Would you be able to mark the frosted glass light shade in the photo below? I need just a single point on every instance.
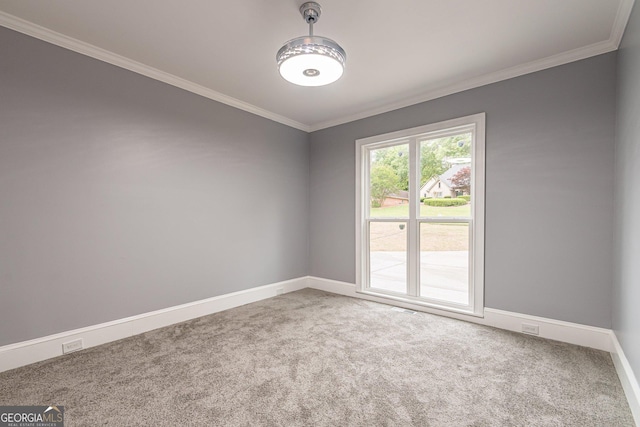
(311, 61)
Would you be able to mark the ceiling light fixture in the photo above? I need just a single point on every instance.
(311, 60)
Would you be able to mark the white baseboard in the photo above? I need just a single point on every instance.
(573, 333)
(627, 378)
(27, 352)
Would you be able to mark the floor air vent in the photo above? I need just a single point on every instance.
(403, 310)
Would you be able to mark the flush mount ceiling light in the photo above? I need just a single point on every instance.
(311, 60)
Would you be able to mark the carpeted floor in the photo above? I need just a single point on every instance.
(309, 358)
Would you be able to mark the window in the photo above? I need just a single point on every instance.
(430, 252)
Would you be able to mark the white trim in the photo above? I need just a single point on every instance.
(627, 378)
(558, 330)
(573, 333)
(50, 36)
(620, 23)
(615, 37)
(475, 124)
(42, 33)
(27, 352)
(475, 82)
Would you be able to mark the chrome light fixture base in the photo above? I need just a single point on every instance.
(311, 60)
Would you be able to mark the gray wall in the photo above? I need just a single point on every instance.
(626, 314)
(120, 194)
(549, 189)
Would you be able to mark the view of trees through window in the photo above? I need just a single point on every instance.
(445, 193)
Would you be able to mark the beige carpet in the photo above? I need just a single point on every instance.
(310, 358)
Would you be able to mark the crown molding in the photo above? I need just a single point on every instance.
(47, 35)
(508, 73)
(620, 23)
(617, 31)
(42, 33)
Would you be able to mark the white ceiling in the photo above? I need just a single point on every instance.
(399, 52)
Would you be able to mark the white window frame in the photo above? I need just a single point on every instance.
(474, 123)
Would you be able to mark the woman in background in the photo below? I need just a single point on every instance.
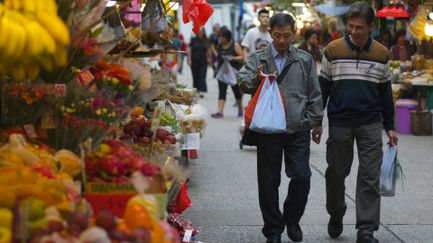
(229, 50)
(198, 59)
(311, 44)
(401, 50)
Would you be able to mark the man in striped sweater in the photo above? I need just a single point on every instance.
(355, 84)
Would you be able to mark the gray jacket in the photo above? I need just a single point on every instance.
(300, 86)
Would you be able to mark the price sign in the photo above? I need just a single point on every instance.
(190, 141)
(187, 236)
(30, 130)
(156, 118)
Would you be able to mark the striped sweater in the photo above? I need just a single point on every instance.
(356, 82)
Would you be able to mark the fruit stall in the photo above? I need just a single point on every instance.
(92, 138)
(413, 79)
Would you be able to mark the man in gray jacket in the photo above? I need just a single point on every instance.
(304, 111)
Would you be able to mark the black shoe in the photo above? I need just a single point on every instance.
(274, 239)
(366, 239)
(294, 232)
(335, 227)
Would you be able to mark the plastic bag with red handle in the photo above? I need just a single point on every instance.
(196, 11)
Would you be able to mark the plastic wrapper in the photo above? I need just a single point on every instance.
(197, 12)
(192, 119)
(181, 223)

■ Given exercise ■
Rewrite the whole listing above, changing each "single point" to "single dot" and keeping everything else the same. Leave out the pictures.

■ Reply to the exercise ■
Would you be able to mark the frosted glass light shade in the photo below? I need just a single dot on every instance.
(311, 61)
Would you be able to mark the ceiling light fixture in the photo above? I need just a single dot on every instance.
(311, 60)
Would you be able to mark the white baseboard in the photo above? I need just a single dot on every instance.
(573, 333)
(627, 378)
(27, 352)
Would you be able to mark the floor air vent in the photo above? I need just a single dot on every instance.
(403, 310)
Would you be able to mark the flush mount ceiling light in the photo above? I need just a single dot on every instance.
(311, 60)
Would you be able to mark the carpeted floor in the photo above? I need just a single dot on every instance.
(309, 358)
Would you be able to mark the window in the photo above? I need just a single dot on every instance.
(430, 252)
Would you be able to mark the white trim in the photo above? I need just a single dot on every instance.
(627, 378)
(558, 330)
(573, 333)
(50, 36)
(620, 23)
(615, 37)
(475, 124)
(42, 33)
(27, 352)
(475, 82)
Would you be able to mark the chrome light fixture base in the photo above? I need just a single dot on every instance.
(311, 60)
Would you be able to mark the gray wall in the photo above? I need just a single dot on every instance.
(626, 314)
(120, 194)
(549, 189)
Would you be able to mark the view of trees through window in the photo above? I need just a single dot on every instance.
(445, 193)
Would you be able to mark the beige carpet in the photo above? I need just a single dot on every instance.
(310, 358)
Would you be able to mark the crown molding in the photo above? I need just a single dot on every instance.
(47, 35)
(508, 73)
(620, 23)
(617, 31)
(42, 33)
Would you be able to mark the white ceiling in the photo above? I need just a single dot on every instance.
(399, 52)
Would you be able to mark the white window frame in the photo above? I need just a single dot on every instance.
(474, 123)
Would you be able to mark the woman in background in the photo below? I need just a single dot on every instance.
(229, 50)
(198, 59)
(311, 44)
(401, 50)
Would you be able to mark the man in striped sweater in the photo above? I need just a single dot on every instance.
(355, 84)
Would you be able to mark the gray jacket in the photo above? I need just a single dot on every instance.
(300, 86)
Would you be able to mark the price sign in the photo above? I need just a single dot on every instance.
(190, 141)
(187, 236)
(30, 130)
(156, 118)
Would you be able to mark the striped sweater in the photo above? I need just a single dot on every instance.
(356, 82)
Would you be able to mark the fruit stall in the photo above? I need just a single dot on every instance.
(92, 138)
(413, 79)
Would you be able to mark the man in gray jacket in the photo above? I need just a single dot on every instance.
(304, 111)
Would you be able to mark the black shoe in the photo above? I need just a single dot on every instance.
(274, 239)
(366, 239)
(294, 232)
(335, 227)
Would you be able to mark the plastic bag with red handle in the photo above? I need just a single dot on every instance.
(196, 11)
Would you be able to mark the plastic wrapper in the photo above? I need just a single dot on every instance.
(197, 12)
(192, 119)
(181, 223)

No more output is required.